_TO-DO LIST_:
1. From the passage on compounds B and C, list every range it gives for the total content proportion of compounds B and C relative to 100 mol % of the positive electrode active material.
2. In the passage on compounds B and C, what does the term "fuse" mean?

_PASSAGE GIVEN_:
====================
In the present embodiment, the compounds B and C have a particle form. The average particle size of the compounds B and C is not particularly limited, and generally is smaller than the average particle size of the positive electrode active material 2, and may be about 1 μm or less (1,000 nm or less), typically 10 nm to 500 nm, for example, 50 nm to 200 nm. The average particle size of the compounds B and C may be the same as the average particle size of the dielectric A, and specifically, may be about 0.5 times to 2 times, for example, 0.75 times to 1.25 times, the average particle size of the dielectric A. Within the above range, an area in contact with the dielectric A increases and it is possible to form a hetero-interface in a wider range. Therefore, the effect of the technology disclosed herein is exhibited at a higher level and it is possible to improve output characteristics more favorably.
A total content proportion of the compounds B and C is not particularly limited, but it may be about 0.00001 mol % to 10 mol %, typically 0.0001 mol % to 7 mol %, and preferably 0.001 mol % to 5 mol %, for example, 0.01 mol % to 1 mol % with respect to 100 mol % of the positive electrode active material 2. Within the above range, an effect of adding the compounds B and C is exhibited at a high level and it is possible to improve output characteristics more favorably. In addition, even after high rate charging and discharging are repeated, it is possible to maintain excellent output characteristics.
The compounds B and C are preferably fused with the dielectric A. Therefore, an area in contact with the dielectric A can increase compared to when the compounds B and C are simply in surface-contact with the dielectric A. As a result, it is possible to form the hetero-interface in a relatively wide range and it is possible to exhibit the function of increasing dielectric polarization at a high level. Thereby, it is possible to exhibit the effect of the technology disclosed herein more favorably. Here, in this specification, the term “fuse” means that the compounds B and C are physically and/or chemically bonded to the dielectric A and integrated without boundaries between particles. Particles that are fused can be confirmed if an interface boundary between particles of the dielectric A and the compounds B and C is not identified, for example, when the positive electrode material 1 is observed under an electronic microscope (for example, transmission electron microscope; TEM).
====================
_DATA LINES_:

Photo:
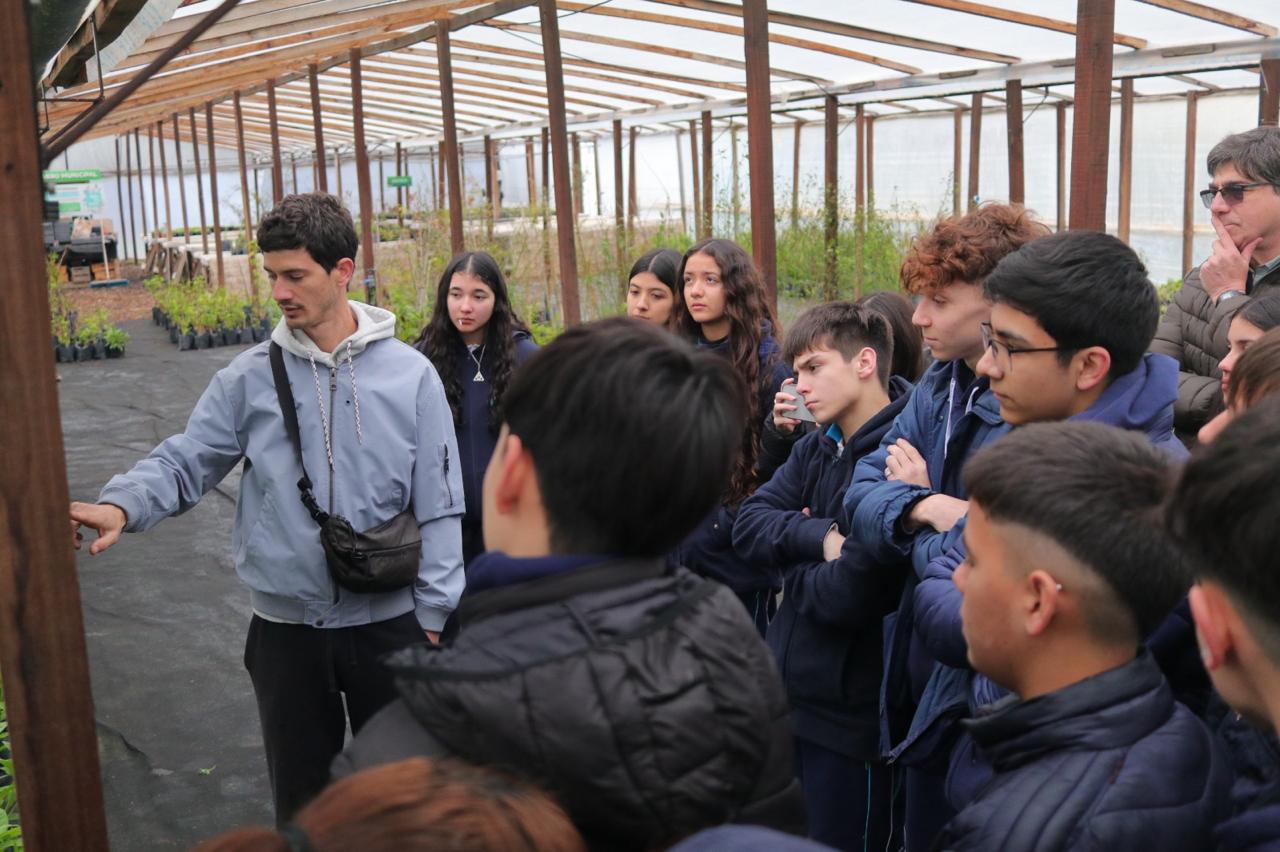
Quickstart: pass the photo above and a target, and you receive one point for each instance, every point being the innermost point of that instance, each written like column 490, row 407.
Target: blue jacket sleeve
column 771, row 528
column 937, row 610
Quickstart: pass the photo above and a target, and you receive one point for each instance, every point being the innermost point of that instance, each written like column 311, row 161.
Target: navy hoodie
column 827, row 631
column 476, row 438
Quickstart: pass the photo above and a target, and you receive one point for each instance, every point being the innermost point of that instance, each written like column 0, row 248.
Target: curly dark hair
column 442, row 342
column 750, row 319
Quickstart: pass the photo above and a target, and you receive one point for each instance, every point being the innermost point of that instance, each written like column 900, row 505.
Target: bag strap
column 284, row 394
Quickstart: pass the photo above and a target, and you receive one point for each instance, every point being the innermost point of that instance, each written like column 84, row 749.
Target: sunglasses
column 1233, row 193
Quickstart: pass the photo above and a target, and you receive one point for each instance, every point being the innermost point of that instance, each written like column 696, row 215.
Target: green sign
column 73, row 175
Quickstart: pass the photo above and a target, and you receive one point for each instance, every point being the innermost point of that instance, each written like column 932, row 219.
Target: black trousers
column 300, row 677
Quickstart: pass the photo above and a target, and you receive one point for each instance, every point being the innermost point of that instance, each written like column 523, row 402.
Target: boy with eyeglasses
column 1243, row 198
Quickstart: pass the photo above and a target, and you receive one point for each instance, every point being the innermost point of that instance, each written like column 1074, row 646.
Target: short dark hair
column 1097, row 491
column 1255, row 154
column 632, row 433
column 311, row 220
column 1086, row 289
column 1223, row 516
column 846, row 328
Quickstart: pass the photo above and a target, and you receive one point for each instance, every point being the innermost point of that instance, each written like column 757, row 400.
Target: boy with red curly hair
column 906, row 497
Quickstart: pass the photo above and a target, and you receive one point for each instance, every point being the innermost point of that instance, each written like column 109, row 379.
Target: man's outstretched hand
column 104, row 518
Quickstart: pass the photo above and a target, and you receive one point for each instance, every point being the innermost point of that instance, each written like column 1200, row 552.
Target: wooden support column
column 277, row 163
column 247, row 219
column 366, row 192
column 444, row 65
column 1014, row 122
column 42, row 653
column 974, row 149
column 956, row 181
column 1269, row 92
column 560, row 160
column 318, row 123
column 620, row 218
column 1125, row 157
column 182, row 178
column 795, row 177
column 1061, row 165
column 200, row 179
column 164, row 179
column 1189, row 198
column 831, row 197
column 213, row 192
column 708, row 202
column 1091, row 134
column 759, row 140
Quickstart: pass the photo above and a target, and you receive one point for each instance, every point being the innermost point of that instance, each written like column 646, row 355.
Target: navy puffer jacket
column 1110, row 763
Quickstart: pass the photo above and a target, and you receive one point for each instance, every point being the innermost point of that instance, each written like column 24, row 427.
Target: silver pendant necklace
column 471, row 352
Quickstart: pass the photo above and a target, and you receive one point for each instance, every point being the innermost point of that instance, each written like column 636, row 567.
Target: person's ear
column 1093, row 365
column 1212, row 626
column 1042, row 601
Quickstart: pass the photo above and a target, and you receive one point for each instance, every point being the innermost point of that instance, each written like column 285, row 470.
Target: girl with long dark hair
column 721, row 305
column 476, row 340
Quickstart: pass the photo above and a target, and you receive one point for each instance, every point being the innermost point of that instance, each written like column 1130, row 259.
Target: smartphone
column 801, row 411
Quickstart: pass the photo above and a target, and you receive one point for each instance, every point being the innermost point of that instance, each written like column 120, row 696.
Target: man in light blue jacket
column 376, row 438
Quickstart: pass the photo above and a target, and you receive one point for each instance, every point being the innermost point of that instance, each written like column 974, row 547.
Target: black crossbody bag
column 376, row 560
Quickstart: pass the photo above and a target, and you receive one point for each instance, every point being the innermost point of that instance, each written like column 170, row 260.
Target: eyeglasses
column 1004, row 355
column 1233, row 193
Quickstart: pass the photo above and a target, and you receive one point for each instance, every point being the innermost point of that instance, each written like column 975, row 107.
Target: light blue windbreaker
column 392, row 441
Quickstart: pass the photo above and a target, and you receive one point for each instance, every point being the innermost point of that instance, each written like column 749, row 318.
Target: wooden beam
column 1125, row 157
column 42, row 654
column 1189, row 198
column 457, row 242
column 995, row 13
column 831, row 197
column 213, row 193
column 974, row 150
column 1269, row 92
column 366, row 192
column 1014, row 126
column 759, row 138
column 1091, row 136
column 1216, row 15
column 560, row 163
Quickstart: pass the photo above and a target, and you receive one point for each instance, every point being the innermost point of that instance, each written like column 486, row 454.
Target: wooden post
column 620, row 221
column 560, row 159
column 182, row 179
column 708, row 202
column 321, row 166
column 1091, row 145
column 42, row 655
column 213, row 192
column 795, row 178
column 247, row 220
column 366, row 192
column 759, row 140
column 974, row 149
column 200, row 181
column 1189, row 198
column 1014, row 122
column 444, row 65
column 1269, row 92
column 831, row 200
column 164, row 179
column 956, row 181
column 1125, row 157
column 632, row 213
column 1061, row 165
column 277, row 163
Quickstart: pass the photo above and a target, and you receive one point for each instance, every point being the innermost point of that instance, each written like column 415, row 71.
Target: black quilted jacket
column 640, row 697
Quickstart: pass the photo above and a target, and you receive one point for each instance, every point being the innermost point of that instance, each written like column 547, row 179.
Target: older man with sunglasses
column 1243, row 200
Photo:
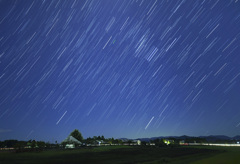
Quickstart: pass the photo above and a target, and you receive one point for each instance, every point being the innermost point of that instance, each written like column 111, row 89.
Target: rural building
column 71, row 142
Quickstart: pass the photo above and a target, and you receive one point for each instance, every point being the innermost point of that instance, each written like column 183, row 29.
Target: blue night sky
column 119, row 68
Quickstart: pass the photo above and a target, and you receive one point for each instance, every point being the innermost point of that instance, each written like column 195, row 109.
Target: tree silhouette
column 76, row 134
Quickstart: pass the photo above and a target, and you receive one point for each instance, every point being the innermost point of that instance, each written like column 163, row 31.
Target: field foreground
column 127, row 154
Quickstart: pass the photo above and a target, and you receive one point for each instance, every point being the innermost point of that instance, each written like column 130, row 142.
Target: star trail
column 119, row 68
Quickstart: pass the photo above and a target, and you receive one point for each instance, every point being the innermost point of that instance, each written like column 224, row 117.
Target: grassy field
column 126, row 154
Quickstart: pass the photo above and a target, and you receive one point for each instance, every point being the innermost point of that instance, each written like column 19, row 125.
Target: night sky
column 119, row 68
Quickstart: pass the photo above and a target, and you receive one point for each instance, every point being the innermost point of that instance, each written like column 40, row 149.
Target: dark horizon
column 129, row 68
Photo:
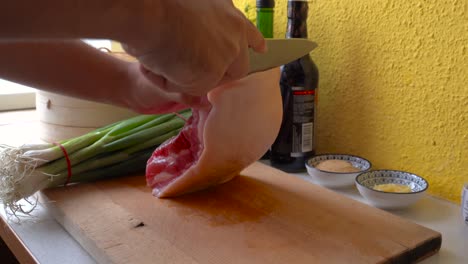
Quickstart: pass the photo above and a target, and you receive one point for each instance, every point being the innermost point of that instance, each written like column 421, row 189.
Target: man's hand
column 195, row 45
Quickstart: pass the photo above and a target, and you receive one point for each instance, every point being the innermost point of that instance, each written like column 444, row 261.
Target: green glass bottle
column 265, row 11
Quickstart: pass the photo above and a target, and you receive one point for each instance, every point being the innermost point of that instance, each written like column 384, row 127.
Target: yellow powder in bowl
column 337, row 166
column 391, row 187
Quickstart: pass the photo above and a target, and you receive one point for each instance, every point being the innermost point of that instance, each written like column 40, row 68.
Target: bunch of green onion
column 111, row 151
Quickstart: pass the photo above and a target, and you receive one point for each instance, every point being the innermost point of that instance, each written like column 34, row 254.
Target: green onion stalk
column 111, row 151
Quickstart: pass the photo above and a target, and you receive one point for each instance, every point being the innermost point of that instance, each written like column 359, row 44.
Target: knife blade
column 280, row 52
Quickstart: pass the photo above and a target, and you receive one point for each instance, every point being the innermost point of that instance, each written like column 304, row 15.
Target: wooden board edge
column 69, row 227
column 424, row 250
column 15, row 244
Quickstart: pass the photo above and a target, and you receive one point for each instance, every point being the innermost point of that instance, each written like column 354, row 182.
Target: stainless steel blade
column 280, row 52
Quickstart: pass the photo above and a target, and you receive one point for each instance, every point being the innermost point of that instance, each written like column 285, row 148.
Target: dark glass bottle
column 299, row 81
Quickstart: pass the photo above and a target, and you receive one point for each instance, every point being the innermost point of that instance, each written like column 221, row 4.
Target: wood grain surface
column 261, row 216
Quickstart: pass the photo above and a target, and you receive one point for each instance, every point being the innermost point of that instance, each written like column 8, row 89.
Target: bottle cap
column 265, row 3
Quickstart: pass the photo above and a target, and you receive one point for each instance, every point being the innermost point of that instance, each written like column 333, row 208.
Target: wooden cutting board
column 262, row 216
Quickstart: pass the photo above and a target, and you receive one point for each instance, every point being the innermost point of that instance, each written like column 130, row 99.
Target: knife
column 280, row 52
====================
_PER-TASK ANSWERS_:
1.
- About 0.00001 mol % to 10 mol %
- Typically 0.0001 mol % to 7 mol %
- Preferably 0.001 mol % to 5 mol %
- For example, 0.01 mol % to 1 mol %

2. It means that compounds B and C are physically and/or chemically bonded to dielectric A and integrated without boundaries between particles.